● **Data listing**:
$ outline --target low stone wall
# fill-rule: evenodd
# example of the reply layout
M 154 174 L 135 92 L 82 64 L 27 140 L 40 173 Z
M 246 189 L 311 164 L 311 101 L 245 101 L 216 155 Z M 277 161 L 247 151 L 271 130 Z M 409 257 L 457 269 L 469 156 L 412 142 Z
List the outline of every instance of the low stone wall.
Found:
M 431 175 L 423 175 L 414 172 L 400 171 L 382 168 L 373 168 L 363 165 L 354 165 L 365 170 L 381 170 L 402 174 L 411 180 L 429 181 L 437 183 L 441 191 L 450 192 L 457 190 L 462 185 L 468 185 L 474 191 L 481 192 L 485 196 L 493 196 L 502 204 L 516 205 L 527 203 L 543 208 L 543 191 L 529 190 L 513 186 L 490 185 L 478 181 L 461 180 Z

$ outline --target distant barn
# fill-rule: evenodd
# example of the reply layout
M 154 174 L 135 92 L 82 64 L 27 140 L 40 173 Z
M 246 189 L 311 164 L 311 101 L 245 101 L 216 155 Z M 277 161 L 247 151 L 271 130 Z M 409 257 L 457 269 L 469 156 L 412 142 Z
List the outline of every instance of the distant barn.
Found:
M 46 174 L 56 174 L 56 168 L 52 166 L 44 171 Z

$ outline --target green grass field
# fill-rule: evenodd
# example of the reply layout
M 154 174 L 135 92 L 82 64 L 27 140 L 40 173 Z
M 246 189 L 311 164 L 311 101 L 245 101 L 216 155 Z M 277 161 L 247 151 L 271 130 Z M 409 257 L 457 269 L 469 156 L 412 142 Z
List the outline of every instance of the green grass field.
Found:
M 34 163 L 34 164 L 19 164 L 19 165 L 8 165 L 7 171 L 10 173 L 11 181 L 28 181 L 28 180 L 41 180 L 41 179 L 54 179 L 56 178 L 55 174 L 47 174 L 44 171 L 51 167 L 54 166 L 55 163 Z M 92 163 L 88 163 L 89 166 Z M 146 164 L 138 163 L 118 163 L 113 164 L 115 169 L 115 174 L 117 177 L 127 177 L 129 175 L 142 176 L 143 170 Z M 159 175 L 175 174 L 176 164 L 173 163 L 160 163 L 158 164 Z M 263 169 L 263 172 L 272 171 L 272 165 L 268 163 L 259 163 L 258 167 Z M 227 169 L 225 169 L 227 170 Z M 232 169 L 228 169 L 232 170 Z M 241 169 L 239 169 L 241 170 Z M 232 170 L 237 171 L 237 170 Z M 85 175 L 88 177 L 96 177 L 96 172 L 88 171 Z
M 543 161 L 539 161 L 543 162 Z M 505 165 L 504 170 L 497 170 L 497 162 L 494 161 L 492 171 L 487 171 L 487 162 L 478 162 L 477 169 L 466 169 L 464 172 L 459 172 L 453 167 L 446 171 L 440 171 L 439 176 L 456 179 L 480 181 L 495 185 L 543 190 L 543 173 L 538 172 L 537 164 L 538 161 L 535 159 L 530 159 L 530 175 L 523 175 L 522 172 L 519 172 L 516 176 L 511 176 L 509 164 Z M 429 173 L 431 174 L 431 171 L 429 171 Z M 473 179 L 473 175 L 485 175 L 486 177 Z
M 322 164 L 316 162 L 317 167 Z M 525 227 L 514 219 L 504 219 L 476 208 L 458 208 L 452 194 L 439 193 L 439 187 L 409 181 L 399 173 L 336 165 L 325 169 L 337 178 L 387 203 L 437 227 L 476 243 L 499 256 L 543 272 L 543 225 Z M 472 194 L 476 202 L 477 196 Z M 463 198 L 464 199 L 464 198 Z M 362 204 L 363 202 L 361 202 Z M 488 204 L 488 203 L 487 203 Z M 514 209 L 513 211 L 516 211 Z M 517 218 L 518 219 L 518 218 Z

● **Stated exercise**: The records above should be repeated in full, exactly as given.

● **Result below**:
$ outline --target low stone wall
# fill-rule: evenodd
# example of the reply layout
M 154 174 L 135 92 L 82 64 L 27 140 L 40 173 Z
M 246 189 L 311 164 L 311 101 L 245 101 L 216 155 Z M 277 161 L 247 151 L 271 130 Z M 409 257 L 457 269 L 469 156 L 412 142 Z
List the outline of every instance of the low stone wall.
Found:
M 431 175 L 423 175 L 414 172 L 400 171 L 382 168 L 373 168 L 363 165 L 354 165 L 365 170 L 381 170 L 402 174 L 411 180 L 429 181 L 437 183 L 441 191 L 450 192 L 457 190 L 462 185 L 468 185 L 474 191 L 481 192 L 485 196 L 493 196 L 502 204 L 516 205 L 527 203 L 543 208 L 543 191 L 529 190 L 513 186 L 490 185 L 478 181 L 461 180 Z

$ outline --target distant barn
# fill-rule: evenodd
# example of the reply layout
M 154 174 L 135 92 L 82 64 L 27 140 L 40 173 Z
M 246 189 L 311 164 L 311 101 L 245 101 L 216 155 Z M 277 161 L 247 151 L 271 130 Z M 409 257 L 457 269 L 469 156 L 412 142 Z
List the outline of every instance of the distant barn.
Found:
M 46 174 L 56 174 L 56 168 L 52 166 L 44 171 Z

$ outline --target green grass field
# fill-rule: evenodd
# example of the reply layout
M 154 174 L 135 92 L 82 64 L 27 140 L 40 173 Z
M 246 189 L 311 164 L 311 101 L 245 101 L 216 155 Z M 277 161 L 247 151 L 271 130 Z M 409 257 L 457 269 L 469 156 L 412 142 Z
List the outline of every instance of the green grass field.
Found:
M 34 163 L 34 164 L 19 164 L 19 165 L 8 165 L 7 171 L 10 173 L 11 181 L 28 181 L 28 180 L 41 180 L 41 179 L 54 179 L 56 178 L 55 174 L 47 174 L 44 171 L 51 167 L 54 166 L 55 163 Z M 92 163 L 88 163 L 89 166 Z M 146 164 L 138 163 L 118 163 L 113 164 L 115 169 L 115 174 L 117 177 L 127 177 L 129 175 L 142 176 L 143 170 Z M 159 175 L 175 174 L 176 164 L 173 163 L 160 163 L 158 164 Z M 263 169 L 263 172 L 272 171 L 272 165 L 268 163 L 259 163 L 258 167 Z M 227 169 L 225 169 L 227 170 Z M 232 169 L 228 169 L 232 170 Z M 241 169 L 239 169 L 241 170 Z M 232 170 L 237 171 L 237 170 Z M 85 175 L 88 177 L 96 177 L 96 172 L 88 171 Z
M 543 161 L 539 161 L 543 162 Z M 505 165 L 504 170 L 497 170 L 497 162 L 494 161 L 492 171 L 487 171 L 487 162 L 478 162 L 477 169 L 466 169 L 464 172 L 459 172 L 453 167 L 446 171 L 440 171 L 439 176 L 456 179 L 480 181 L 495 185 L 543 190 L 543 173 L 538 172 L 537 164 L 538 161 L 535 159 L 530 159 L 530 175 L 523 175 L 522 172 L 519 172 L 516 176 L 511 176 L 509 164 Z M 429 173 L 431 174 L 431 171 L 429 171 Z M 473 179 L 473 175 L 485 175 L 486 177 Z
M 322 164 L 316 162 L 317 167 Z M 525 227 L 514 219 L 504 219 L 476 208 L 458 208 L 452 194 L 439 193 L 439 187 L 409 181 L 399 173 L 336 165 L 325 169 L 337 178 L 387 203 L 437 227 L 476 243 L 499 256 L 543 272 L 543 225 Z M 472 194 L 476 202 L 477 196 Z M 463 198 L 464 199 L 464 198 Z M 362 204 L 363 202 L 361 202 Z M 488 204 L 488 203 L 487 203 Z M 514 209 L 513 211 L 516 211 Z M 517 218 L 518 219 L 518 218 Z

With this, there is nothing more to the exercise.